(Object location annotation data)
== == ==
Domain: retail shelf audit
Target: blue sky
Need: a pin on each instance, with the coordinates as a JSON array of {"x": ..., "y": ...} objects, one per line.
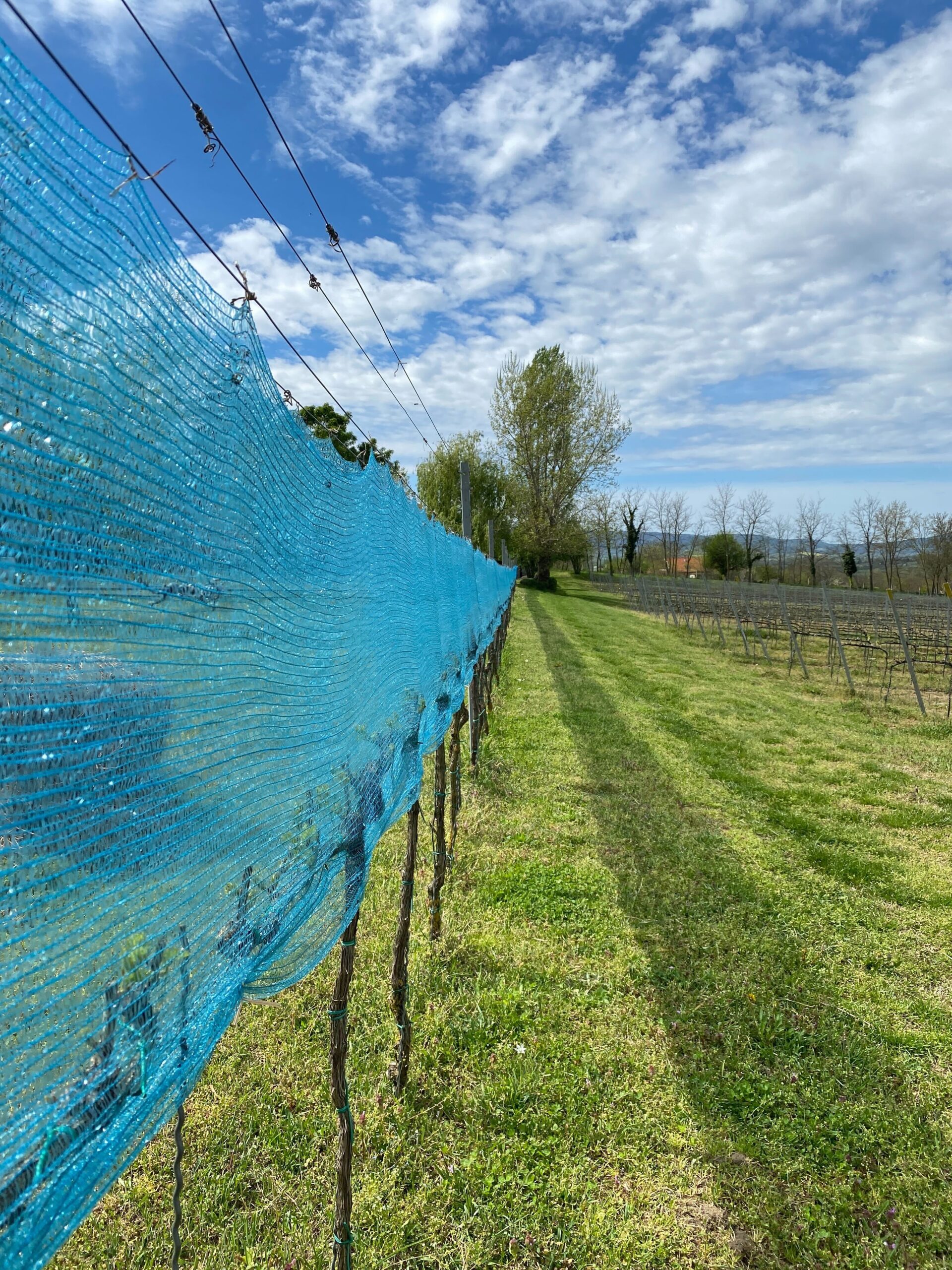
[{"x": 740, "y": 209}]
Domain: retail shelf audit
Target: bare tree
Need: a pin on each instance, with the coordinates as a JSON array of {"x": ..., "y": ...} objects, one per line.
[
  {"x": 864, "y": 515},
  {"x": 658, "y": 511},
  {"x": 781, "y": 534},
  {"x": 753, "y": 511},
  {"x": 634, "y": 516},
  {"x": 603, "y": 513},
  {"x": 813, "y": 522},
  {"x": 673, "y": 516},
  {"x": 933, "y": 548},
  {"x": 894, "y": 526},
  {"x": 696, "y": 541},
  {"x": 720, "y": 507}
]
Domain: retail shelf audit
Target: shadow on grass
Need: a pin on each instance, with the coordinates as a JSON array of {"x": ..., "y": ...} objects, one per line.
[{"x": 823, "y": 1136}]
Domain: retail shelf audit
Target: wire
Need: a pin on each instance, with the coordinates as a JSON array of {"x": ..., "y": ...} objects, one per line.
[
  {"x": 201, "y": 238},
  {"x": 332, "y": 233},
  {"x": 216, "y": 141}
]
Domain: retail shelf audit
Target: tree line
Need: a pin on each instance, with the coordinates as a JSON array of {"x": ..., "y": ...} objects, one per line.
[
  {"x": 742, "y": 536},
  {"x": 545, "y": 479}
]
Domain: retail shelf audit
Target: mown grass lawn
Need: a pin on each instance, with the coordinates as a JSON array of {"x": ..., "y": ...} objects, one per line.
[{"x": 692, "y": 1008}]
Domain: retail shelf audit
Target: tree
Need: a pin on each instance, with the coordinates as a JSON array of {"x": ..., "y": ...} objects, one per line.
[
  {"x": 575, "y": 545},
  {"x": 813, "y": 524},
  {"x": 634, "y": 520},
  {"x": 696, "y": 540},
  {"x": 722, "y": 554},
  {"x": 864, "y": 513},
  {"x": 894, "y": 527},
  {"x": 559, "y": 431},
  {"x": 781, "y": 535},
  {"x": 329, "y": 425},
  {"x": 603, "y": 511},
  {"x": 672, "y": 517},
  {"x": 754, "y": 509},
  {"x": 720, "y": 508},
  {"x": 490, "y": 488},
  {"x": 933, "y": 547}
]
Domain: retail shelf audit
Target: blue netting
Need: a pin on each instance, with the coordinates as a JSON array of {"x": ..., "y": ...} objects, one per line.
[{"x": 224, "y": 654}]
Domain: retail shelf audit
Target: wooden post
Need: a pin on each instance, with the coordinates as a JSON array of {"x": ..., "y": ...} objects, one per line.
[
  {"x": 399, "y": 971},
  {"x": 475, "y": 713},
  {"x": 440, "y": 840},
  {"x": 343, "y": 1199},
  {"x": 456, "y": 790}
]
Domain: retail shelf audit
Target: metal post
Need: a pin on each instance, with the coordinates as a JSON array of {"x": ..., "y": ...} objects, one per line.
[
  {"x": 716, "y": 615},
  {"x": 834, "y": 628},
  {"x": 737, "y": 618},
  {"x": 697, "y": 616},
  {"x": 757, "y": 629},
  {"x": 794, "y": 644},
  {"x": 465, "y": 500},
  {"x": 905, "y": 651}
]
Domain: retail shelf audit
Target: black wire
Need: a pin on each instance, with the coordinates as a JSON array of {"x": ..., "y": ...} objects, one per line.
[
  {"x": 178, "y": 211},
  {"x": 270, "y": 215},
  {"x": 332, "y": 233}
]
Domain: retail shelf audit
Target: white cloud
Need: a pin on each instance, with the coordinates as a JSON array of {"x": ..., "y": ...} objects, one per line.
[
  {"x": 717, "y": 14},
  {"x": 361, "y": 62},
  {"x": 608, "y": 17},
  {"x": 810, "y": 232},
  {"x": 699, "y": 65},
  {"x": 517, "y": 111}
]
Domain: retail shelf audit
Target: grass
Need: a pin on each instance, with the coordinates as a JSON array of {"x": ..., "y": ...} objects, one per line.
[{"x": 692, "y": 1006}]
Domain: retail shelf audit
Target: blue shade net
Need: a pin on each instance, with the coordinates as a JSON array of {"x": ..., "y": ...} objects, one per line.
[{"x": 224, "y": 652}]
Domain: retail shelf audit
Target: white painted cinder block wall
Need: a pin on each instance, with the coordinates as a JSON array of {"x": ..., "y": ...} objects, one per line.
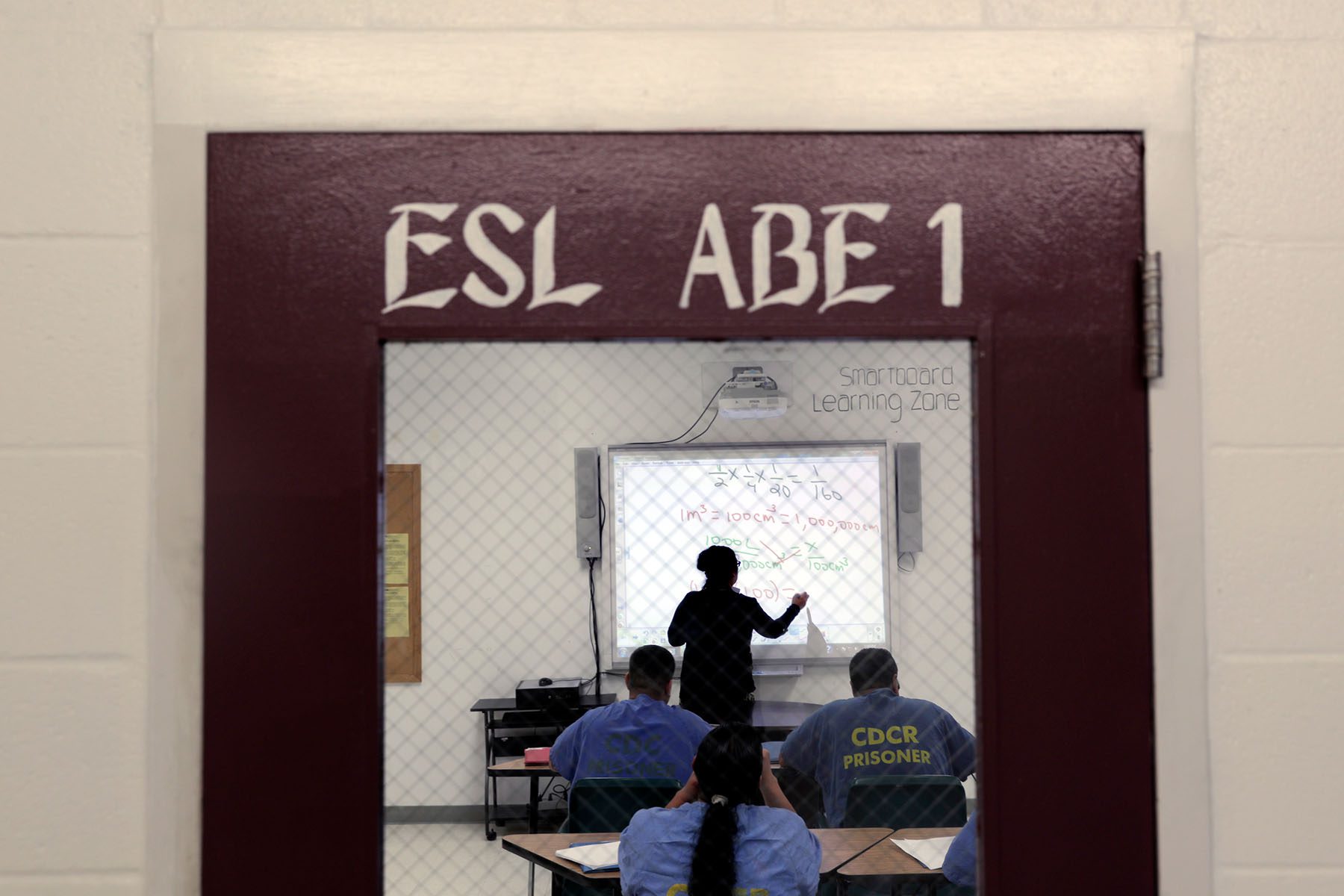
[{"x": 80, "y": 355}]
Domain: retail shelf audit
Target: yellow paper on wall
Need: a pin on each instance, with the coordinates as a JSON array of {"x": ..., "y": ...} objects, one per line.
[
  {"x": 396, "y": 605},
  {"x": 396, "y": 556}
]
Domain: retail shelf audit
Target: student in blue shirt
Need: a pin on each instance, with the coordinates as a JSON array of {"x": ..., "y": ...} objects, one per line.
[
  {"x": 877, "y": 732},
  {"x": 715, "y": 837},
  {"x": 960, "y": 864},
  {"x": 636, "y": 738}
]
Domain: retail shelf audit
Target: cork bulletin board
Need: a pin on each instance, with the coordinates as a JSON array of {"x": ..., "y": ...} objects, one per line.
[{"x": 402, "y": 575}]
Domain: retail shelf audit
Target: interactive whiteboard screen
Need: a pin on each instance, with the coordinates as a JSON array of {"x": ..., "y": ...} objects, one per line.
[{"x": 801, "y": 517}]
== == ==
• WHAT TO WORK ON:
Print out the whole of the material word for word, without pictures.

• RESULT OF THE EXERCISE:
Domain: retail shelf audit
Target: blue sky
Need: a pin on each instance, with the coordinates as a JSON array of {"x": ..., "y": ...} objects, one per line.
[{"x": 740, "y": 209}]
Domain: retail shelf audit
Target: bare tree
Need: a pin on each instance, with the coordinates as a JSON array of {"x": ..., "y": ...} objects, one per line.
[
  {"x": 864, "y": 515},
  {"x": 658, "y": 511},
  {"x": 781, "y": 534},
  {"x": 753, "y": 511},
  {"x": 634, "y": 516},
  {"x": 603, "y": 513},
  {"x": 813, "y": 522},
  {"x": 673, "y": 516},
  {"x": 933, "y": 548},
  {"x": 894, "y": 526},
  {"x": 696, "y": 541},
  {"x": 720, "y": 507}
]
Domain: retail shelf audit
Target: shadow on grass
Need: a pin on each instance, with the coordinates as a JSON array of {"x": ..., "y": ...} objects, one per line.
[{"x": 823, "y": 1136}]
Domain: retail shelf audit
Target: wire
Need: a pin on each instance, with the coordinates as a JSON array of {"x": ..., "y": ...} objects, one per line.
[
  {"x": 201, "y": 238},
  {"x": 332, "y": 233},
  {"x": 216, "y": 141}
]
Domain: retail shelf audit
Target: tree line
Need: a pin on each instance, with the coordinates as a JSON array of {"x": ..., "y": ...} objects, one per line.
[
  {"x": 742, "y": 536},
  {"x": 545, "y": 479}
]
Domain: retail shelf audit
Target: mown grass lawn
Need: a pin on each instance, with the coordinates as a JSON array of {"x": ..., "y": ...} objects, one per line.
[{"x": 692, "y": 1008}]
Domain: retail shelf audit
Target: tree
Need: a pin on each instance, with the coordinates as a JSON array of {"x": ..., "y": ...} objects, one per line.
[
  {"x": 575, "y": 545},
  {"x": 813, "y": 524},
  {"x": 634, "y": 520},
  {"x": 696, "y": 540},
  {"x": 722, "y": 554},
  {"x": 864, "y": 513},
  {"x": 894, "y": 527},
  {"x": 559, "y": 431},
  {"x": 781, "y": 535},
  {"x": 329, "y": 425},
  {"x": 603, "y": 511},
  {"x": 672, "y": 517},
  {"x": 754, "y": 509},
  {"x": 720, "y": 508},
  {"x": 490, "y": 488},
  {"x": 933, "y": 547}
]
Domain: retail shelf audit
Target: blue netting
Need: a pin on each instance, with the coordinates as a JSON array of {"x": ..., "y": ...} objects, one per line.
[{"x": 224, "y": 654}]
Domain: retail shelf audit
Target: wooden post
Need: a pin on each instance, with the coordinates as a JSON array of {"x": ..., "y": ...} objects, one per line.
[
  {"x": 399, "y": 971},
  {"x": 475, "y": 713},
  {"x": 440, "y": 840},
  {"x": 343, "y": 1199},
  {"x": 456, "y": 790}
]
Domain: retail shelf audit
Target: metal post
Need: a pin on each instance, with the coordinates as a JSON array of {"x": ..., "y": ...} objects, one per line.
[
  {"x": 716, "y": 615},
  {"x": 834, "y": 628},
  {"x": 737, "y": 618},
  {"x": 697, "y": 616},
  {"x": 757, "y": 629},
  {"x": 794, "y": 644},
  {"x": 465, "y": 500},
  {"x": 905, "y": 651}
]
Domain: retail shelf audit
Target: black wire
Need: a pin on each instance, with the coordinates as a JSON array of {"x": ..., "y": ...} objects, one per line.
[
  {"x": 178, "y": 211},
  {"x": 270, "y": 215},
  {"x": 332, "y": 233}
]
Domain: retail shelf audit
Target: white cloud
Need: a pin on each instance, with the coordinates as a JSON array of {"x": ..., "y": ...} objects, one per line.
[
  {"x": 717, "y": 14},
  {"x": 361, "y": 62},
  {"x": 608, "y": 17},
  {"x": 810, "y": 232},
  {"x": 699, "y": 65},
  {"x": 517, "y": 111}
]
Domain: retail shelf audit
Target: grass
Need: a pin on each instance, with the coordinates as a JSON array of {"x": ..., "y": ...} objects, one per line.
[{"x": 692, "y": 1006}]
Domain: retail shelf audit
Target: blue shade net
Need: a pin on each instance, with the coordinates as a JSON array of {"x": ..., "y": ...} objects, one per line.
[{"x": 224, "y": 652}]
Domain: retail shelf audit
Target: white painted cinder block wall
Need: a pin on each instance, with the coordinates as a JSON array of {"x": ..., "y": ...} objects, one per line.
[{"x": 80, "y": 355}]
Domain: retail shelf audit
Target: yellow paper on wall
Need: a pin on each instance, with the coordinates as a JSON array of {"x": ..., "y": ...} objects, one per line.
[
  {"x": 396, "y": 605},
  {"x": 396, "y": 556}
]
Domain: retail shelf audit
Target: student in blue shirt
Need: a pin on each instance, with the coordinates as a JSON array of {"x": ..., "y": ...} objects, one per line.
[
  {"x": 877, "y": 732},
  {"x": 715, "y": 837},
  {"x": 960, "y": 864},
  {"x": 636, "y": 738}
]
Domain: retail shelf audit
Target: cork bulletin board
Need: a pin on each instance, with the coordinates as a JSON array of {"x": ..., "y": ...} objects, one per line.
[{"x": 402, "y": 575}]
Domain: retail shelf audit
Target: interactive whiteboard screen
Need: a pin on each instance, with the coordinates as a JSON array of {"x": ..., "y": ...} objects, one per line.
[{"x": 801, "y": 517}]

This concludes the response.